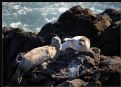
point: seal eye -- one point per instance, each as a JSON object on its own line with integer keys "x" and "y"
{"x": 81, "y": 42}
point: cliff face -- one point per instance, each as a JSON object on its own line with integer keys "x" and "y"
{"x": 101, "y": 66}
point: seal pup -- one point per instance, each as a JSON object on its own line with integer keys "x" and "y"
{"x": 78, "y": 43}
{"x": 37, "y": 56}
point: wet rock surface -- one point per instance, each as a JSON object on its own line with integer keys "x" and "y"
{"x": 100, "y": 66}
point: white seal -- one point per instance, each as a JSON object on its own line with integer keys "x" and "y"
{"x": 37, "y": 56}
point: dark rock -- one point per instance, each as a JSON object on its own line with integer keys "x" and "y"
{"x": 109, "y": 41}
{"x": 113, "y": 13}
{"x": 78, "y": 21}
{"x": 73, "y": 83}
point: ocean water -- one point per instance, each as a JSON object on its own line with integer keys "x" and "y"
{"x": 31, "y": 16}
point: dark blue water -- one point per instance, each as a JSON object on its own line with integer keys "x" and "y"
{"x": 31, "y": 16}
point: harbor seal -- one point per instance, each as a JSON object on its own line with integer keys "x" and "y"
{"x": 37, "y": 56}
{"x": 78, "y": 43}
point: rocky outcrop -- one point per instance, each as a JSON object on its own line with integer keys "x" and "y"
{"x": 99, "y": 28}
{"x": 100, "y": 66}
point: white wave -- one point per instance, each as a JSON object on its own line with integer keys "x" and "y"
{"x": 62, "y": 9}
{"x": 50, "y": 20}
{"x": 24, "y": 10}
{"x": 16, "y": 25}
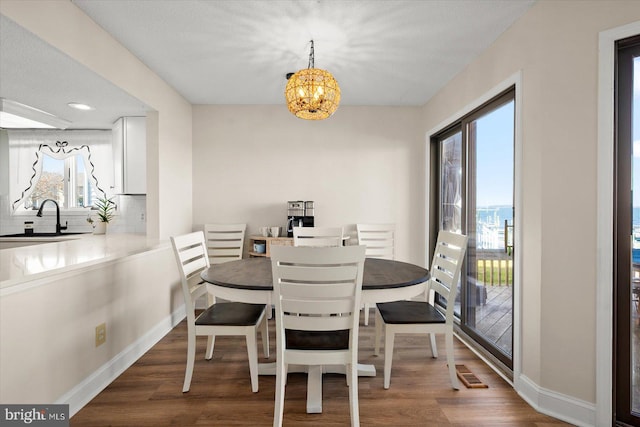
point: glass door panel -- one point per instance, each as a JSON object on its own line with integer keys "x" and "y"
{"x": 627, "y": 235}
{"x": 476, "y": 173}
{"x": 489, "y": 308}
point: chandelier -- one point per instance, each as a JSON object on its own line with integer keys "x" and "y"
{"x": 312, "y": 93}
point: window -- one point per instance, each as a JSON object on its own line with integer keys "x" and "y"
{"x": 71, "y": 167}
{"x": 65, "y": 181}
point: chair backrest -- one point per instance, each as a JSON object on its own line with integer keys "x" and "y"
{"x": 317, "y": 236}
{"x": 191, "y": 256}
{"x": 446, "y": 267}
{"x": 225, "y": 242}
{"x": 317, "y": 289}
{"x": 378, "y": 238}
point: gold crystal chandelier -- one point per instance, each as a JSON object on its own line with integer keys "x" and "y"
{"x": 312, "y": 93}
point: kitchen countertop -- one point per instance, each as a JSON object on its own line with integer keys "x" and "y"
{"x": 23, "y": 264}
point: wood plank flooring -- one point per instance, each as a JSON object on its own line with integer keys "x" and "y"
{"x": 150, "y": 392}
{"x": 494, "y": 319}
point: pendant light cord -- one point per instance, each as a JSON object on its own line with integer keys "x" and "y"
{"x": 311, "y": 57}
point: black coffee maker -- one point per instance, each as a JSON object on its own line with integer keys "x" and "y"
{"x": 299, "y": 214}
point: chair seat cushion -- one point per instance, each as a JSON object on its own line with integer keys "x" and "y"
{"x": 231, "y": 314}
{"x": 407, "y": 312}
{"x": 317, "y": 340}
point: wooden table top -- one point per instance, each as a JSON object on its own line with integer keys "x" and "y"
{"x": 255, "y": 274}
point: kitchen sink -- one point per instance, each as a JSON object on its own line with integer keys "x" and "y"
{"x": 43, "y": 234}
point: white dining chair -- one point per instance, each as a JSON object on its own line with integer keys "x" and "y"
{"x": 224, "y": 318}
{"x": 426, "y": 317}
{"x": 317, "y": 236}
{"x": 225, "y": 242}
{"x": 317, "y": 293}
{"x": 380, "y": 242}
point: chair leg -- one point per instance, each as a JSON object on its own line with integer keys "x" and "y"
{"x": 281, "y": 379}
{"x": 451, "y": 360}
{"x": 434, "y": 347}
{"x": 389, "y": 337}
{"x": 378, "y": 336}
{"x": 366, "y": 314}
{"x": 252, "y": 351}
{"x": 191, "y": 356}
{"x": 353, "y": 394}
{"x": 264, "y": 335}
{"x": 211, "y": 341}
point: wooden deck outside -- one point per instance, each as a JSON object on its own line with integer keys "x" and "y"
{"x": 494, "y": 320}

* WHAT IS EXPECTED: Only the lines from the one containing "point: wooden table" through the end of the material should be reproduced, exactly, with both ends included.

* TASK SOLUTION:
point: wooden table top -- one point per instance, each as a JSON object on its own line with integer keys "x" and "y"
{"x": 255, "y": 274}
point: kitchen sink -- one point per instance, each as a JSON object on its own line with integer keys "x" and "y"
{"x": 43, "y": 234}
point: white dining chair -- one point per instance, each as a JSON object on its own line with integer keys "x" and "y"
{"x": 224, "y": 318}
{"x": 426, "y": 317}
{"x": 317, "y": 236}
{"x": 225, "y": 242}
{"x": 317, "y": 293}
{"x": 380, "y": 242}
point: chair leg -- one point per instance, each as a JSON object on its own line with integer keys "x" and "y"
{"x": 281, "y": 379}
{"x": 451, "y": 360}
{"x": 434, "y": 347}
{"x": 389, "y": 337}
{"x": 378, "y": 336}
{"x": 366, "y": 314}
{"x": 252, "y": 351}
{"x": 191, "y": 356}
{"x": 353, "y": 394}
{"x": 264, "y": 335}
{"x": 211, "y": 341}
point: wooden deck outside -- one point per instance, each as a JSON object on its own line with integer keys "x" and "y"
{"x": 494, "y": 320}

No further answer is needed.